Data section START

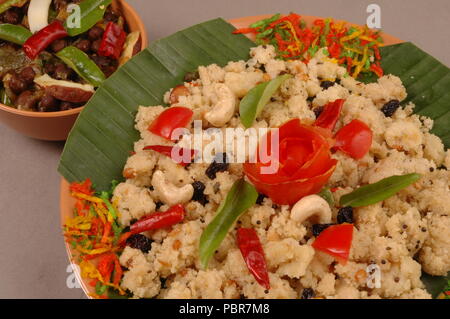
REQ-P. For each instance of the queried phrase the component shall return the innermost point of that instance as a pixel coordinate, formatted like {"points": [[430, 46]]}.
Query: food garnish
{"points": [[11, 3], [380, 191], [253, 253], [255, 100], [65, 90], [80, 62], [354, 139], [355, 47], [336, 241], [172, 216], [39, 41], [91, 12], [38, 14], [112, 41], [170, 120], [94, 233], [14, 33], [305, 163], [327, 194], [82, 44], [241, 197]]}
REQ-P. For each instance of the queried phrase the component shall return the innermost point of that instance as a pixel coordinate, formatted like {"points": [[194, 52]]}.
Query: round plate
{"points": [[67, 202], [55, 126]]}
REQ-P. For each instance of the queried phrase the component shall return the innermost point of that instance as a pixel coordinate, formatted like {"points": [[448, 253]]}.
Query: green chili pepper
{"points": [[14, 33], [241, 197], [82, 64], [91, 12], [8, 4], [4, 98], [374, 193], [255, 100]]}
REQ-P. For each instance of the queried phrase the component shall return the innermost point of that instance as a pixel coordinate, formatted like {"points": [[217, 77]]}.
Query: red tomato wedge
{"points": [[170, 120], [253, 253], [336, 241], [354, 139], [330, 115]]}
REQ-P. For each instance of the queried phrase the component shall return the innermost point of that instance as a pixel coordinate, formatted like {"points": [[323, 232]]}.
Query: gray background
{"points": [[33, 261]]}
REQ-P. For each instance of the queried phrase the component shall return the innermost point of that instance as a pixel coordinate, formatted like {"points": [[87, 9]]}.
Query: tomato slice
{"points": [[336, 241], [354, 139], [330, 115], [170, 120]]}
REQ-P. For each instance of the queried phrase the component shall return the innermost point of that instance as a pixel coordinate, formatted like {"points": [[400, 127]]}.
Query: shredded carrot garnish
{"points": [[94, 233], [355, 48]]}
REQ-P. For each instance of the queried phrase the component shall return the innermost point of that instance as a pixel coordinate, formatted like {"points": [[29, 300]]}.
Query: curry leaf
{"points": [[241, 197], [374, 193], [255, 100], [91, 12]]}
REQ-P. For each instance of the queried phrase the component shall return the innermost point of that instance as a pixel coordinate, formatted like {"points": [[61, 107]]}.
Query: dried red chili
{"points": [[43, 38], [253, 253], [172, 216], [112, 42]]}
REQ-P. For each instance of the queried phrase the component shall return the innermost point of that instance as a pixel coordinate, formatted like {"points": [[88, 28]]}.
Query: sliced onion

Data section END

Your task » Would you please output each record exactly, leaving the images out?

Exercise response »
REQ-P. For each instance of the queried phrase the component shall return the innermost point of that instance as a pixel coordinate, formatted like {"points": [[430, 46]]}.
Query: food garnish
{"points": [[11, 3], [380, 191], [253, 253], [255, 100], [65, 90], [80, 62], [354, 139], [355, 47], [336, 241], [172, 216], [39, 41], [91, 12], [38, 14], [112, 41], [170, 120], [94, 233], [14, 33], [305, 163], [327, 194], [82, 44], [241, 197]]}
REQ-P. For each instance of the queried phrase the component shall return the innermost point of that instance as a pixel coordinate, formatted like {"points": [[194, 52]]}.
Query: round plate
{"points": [[67, 202], [55, 126]]}
REQ-P. For each instance of the queried phrase the component shall return the innermost point of that instance as a pixel coordinate, formatted like {"points": [[448, 253]]}.
Query: green chili pepper
{"points": [[14, 33], [241, 197], [82, 64], [91, 12], [8, 4], [4, 98], [374, 193], [255, 100]]}
REQ-P. For each instance of the queried phrase the component shall return the innermost point of that instance as a pixel coordinate, formatted like {"points": [[217, 77]]}.
Query: red tomato wedge
{"points": [[170, 120], [253, 253], [336, 241], [354, 139], [330, 115]]}
REQ-P. For each instance of the queried phrase the component shall return the innermost point of that instance as a pixel coordinate, formatted like {"points": [[323, 232]]}.
Query: gray background
{"points": [[33, 261]]}
REQ-P. For each instance of the queried phrase the component shall return the innermost point of that instance as a pixel coordinate, formatted like {"points": [[87, 9]]}.
Query: tomato slice
{"points": [[336, 241], [354, 139], [330, 115], [170, 120]]}
REQ-P. For each instance of the queried phrase the component shall return the innermost point of that instance as a pixel coordinate, formatted like {"points": [[400, 127]]}.
Query: shredded carrot garnish
{"points": [[94, 233], [355, 48]]}
REQ-P. For each instance of the queried phrase the component shall return the innermost point of that instance as a pixel coordinate, formatted like {"points": [[29, 300]]}.
Query: curry leaf
{"points": [[241, 197], [374, 193], [255, 100], [91, 12]]}
REQ-P. For each instance of the queried phrase the component shall return the innermost point of that instance as a pixel coordinate, formatted like {"points": [[61, 107]]}.
Query: dried red chili
{"points": [[43, 38], [253, 253], [172, 216], [112, 42]]}
REQ-P. For each instance of the queried phrase the component shall return the innermost point of that instance as a pixel coordinate, formatted like {"points": [[88, 28]]}.
Query: sliced onion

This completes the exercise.